*Pedido a*:
Com base no trecho sobre Nevenka, responda:
(i) Em que giallo a sequência do delírio final será repetida, e quem o dirigiu em que ano?
(ii) Que arquétipo Nevenka representa na galeria de personagens femininas de Mario Bava?
(iii) Quais membros da família Nevenka não envolve em sua auto-punição?

*Trecho selecionado*:
# # # #

O delírio final de Nevenka em seu derradeiro diálogo com o fantasma de Kurt ocorre após toda uma série de revelações e sequências que enfatizam o horror encenado em corredores e nos mórbidos cenários da cripta do castelo. Essa sequência será repetida em outro contexto no desfecho do giallo Sei Donne Per L’Assassino, dirigido por Mario Bava em 1964 e surge como uma espécie de redenção das personagens. Na galeria de personagens femininas de Mario Bava ela surge como um arquétipo da assassina frígida, que nega sua natureza de escrava dentro de uma relação sadomasoquista que lhe proporciona um prazer que ela nega e reprime. Dentro do contexto de ambientação histórica de uma trama de época, o exercício pleno de sua sexualidade era um direito proibido para o gênero feminino e todo o rompimento dessa estrutura moral era motivo de punição. No caso de Nevenka ela busca sua auto-punição sem envolver os outros membros da família como o marido ausente e o sogro. O grande horror da protagonista é que seu desejo persiste no retorno de Kurt do mundo dos mortos e a interrupção da própria vida, mesmo sendo também um pecado grave, aparece como sua única saída.

# # # #

*Pedido b*:
Reproduza sem alterações todas as linhas das entradas que vêm a seguir, deixando as imagens de fora.

# # # #

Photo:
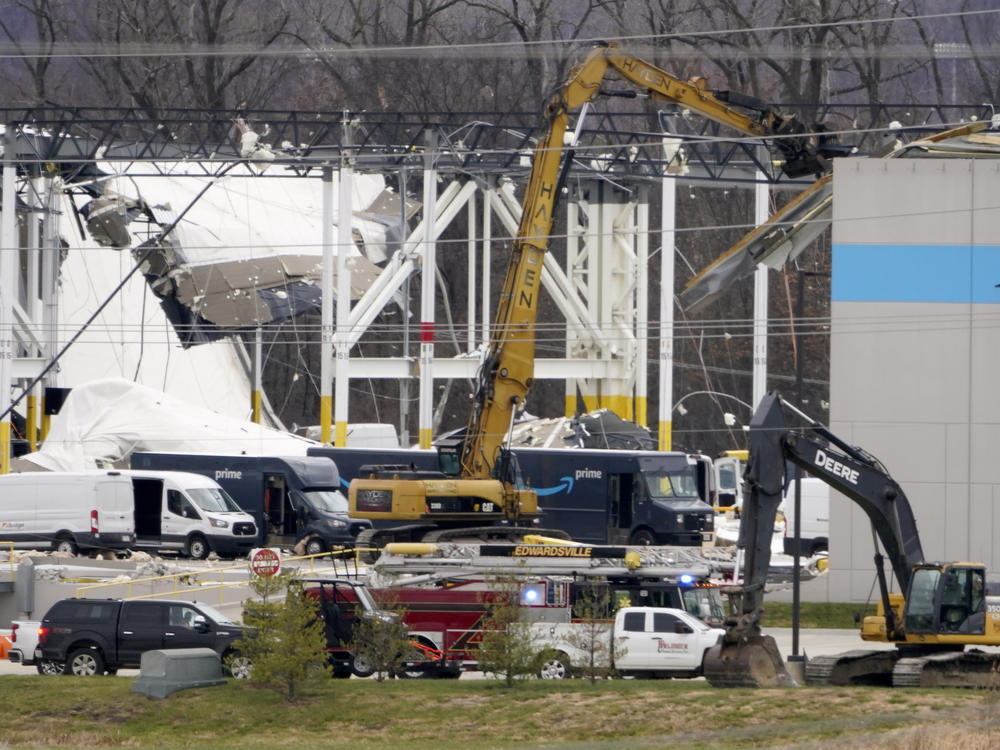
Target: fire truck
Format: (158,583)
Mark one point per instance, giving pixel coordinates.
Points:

# # # #

*Resposta desenvolvida a*:
(i) Em Sei Donne Per L'Assassino, dirigido por Mario Bava em 1964.
(ii) O arquétipo da assassina frígida.
(iii) O marido ausente e o sogro.

*Resposta desenvolvida b*:
Photo:
Target: fire truck
Format: (158,583)
Mark one point per instance, giving pixel coordinates.
Points:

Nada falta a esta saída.